◆ DOCUMENT SECTION ◆
$f_n \rightarrow f$ a.e. and $(\mu(A) < \infty \implies \int_A f_n d\mu \rightarrow \int_A f d\mu) \implies \int f_n \rightarrow \int f$

Question

Question: If $f_n \rightarrow f$ almost everywhere and $\int_A f_n d\mu \rightarrow \int_A f d\mu$ whenever $\mu(A) < \infty$, for $\mu$ a $\sigma-$finite measure on $X$, is it true that $\int_X f_n \rightarrow \int_X f$ (where the limit may be $\pm \infty$) ?

Attempt: Assuming that $f_n$ and $f$ are integrable, we have that $X = \cup_{m \geq 1} F_m$, where $\mu(F_m) < \infty$. Now, we'd be done if $\lim_n \int_{F_m} f_n d\mu = \int_{F_m} f d\mu$, so we'd be done if, observing that $\int_X f d\mu = \lim_m \int_{F_m} f d\mu$ (by integrability of $f$), we have the equality $(*)$ in:

$$ \lim_m \int_{F_m} f d\mu = \lim_m \lim_n \int_{F_m} f_n d\mu =_{(*)} \lim_n \lim_m \int_{F_m} f_n d\mu = \lim_n \int_X f_n d\mu$$

Now, if $f_n, f \geq 0$, then the above follows by this answer. For the general case, we can also break up $f = f^+- f^-$, and have convergence to each piece.

◆ DATASET SECTION ◆
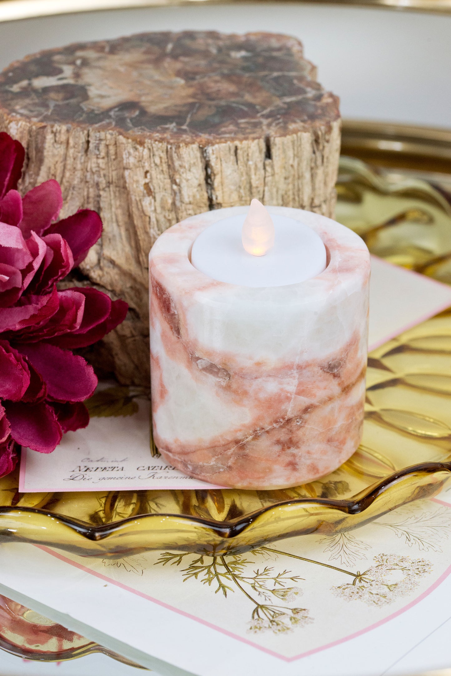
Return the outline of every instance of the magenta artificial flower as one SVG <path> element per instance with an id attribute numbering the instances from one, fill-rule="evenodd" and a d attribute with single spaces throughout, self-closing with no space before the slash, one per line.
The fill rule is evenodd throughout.
<path id="1" fill-rule="evenodd" d="M 64 432 L 87 426 L 82 402 L 97 379 L 71 350 L 103 338 L 128 309 L 91 287 L 57 289 L 100 237 L 101 221 L 87 209 L 57 221 L 56 180 L 21 197 L 24 158 L 21 144 L 0 133 L 0 477 L 14 468 L 18 445 L 51 453 Z"/>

◆ TASK INSTRUCTIONS ◆
(1) Quote the measure-theory post from "Now, if $f_n, f" up to and including "to each piece.".
(2) Using the measure-theory post, decide whether each statement holds: (a) the question takes $\mu$ to be a $\sigma$-finite measure on $X$; (b) the attempt begins by assuming $f_n$ and $f$ are nonnegative; (c) the attempt writes $X$ as a union of sets $F_m$ of finite measure. Answer yes or no for each, quoting the deciding words.
(3) In the measure-theory post, how does the attempt handle the general case, where $f$ is not assumed nonnegative?
The lines after the post are not involved in any of this.

◆ SOLVED TASKS ◆
(1)
Now, if $f_n, f \geq 0$, then the above follows by this answer. For the general case, we can also break up $f = f^+- f^-$, and have convergence to each piece.

(2)
(a) Yes: "for $\mu$ a $\sigma-$finite measure on $X$"
(b) No: "Assuming that $f_n$ and $f$ are integrable"
(c) Yes: "$X = \cup_{m \geq 1} F_m$, where $\mu(F_m) < \infty$"

(3) It breaks up $f = f^+- f^-$ and gets convergence for each piece.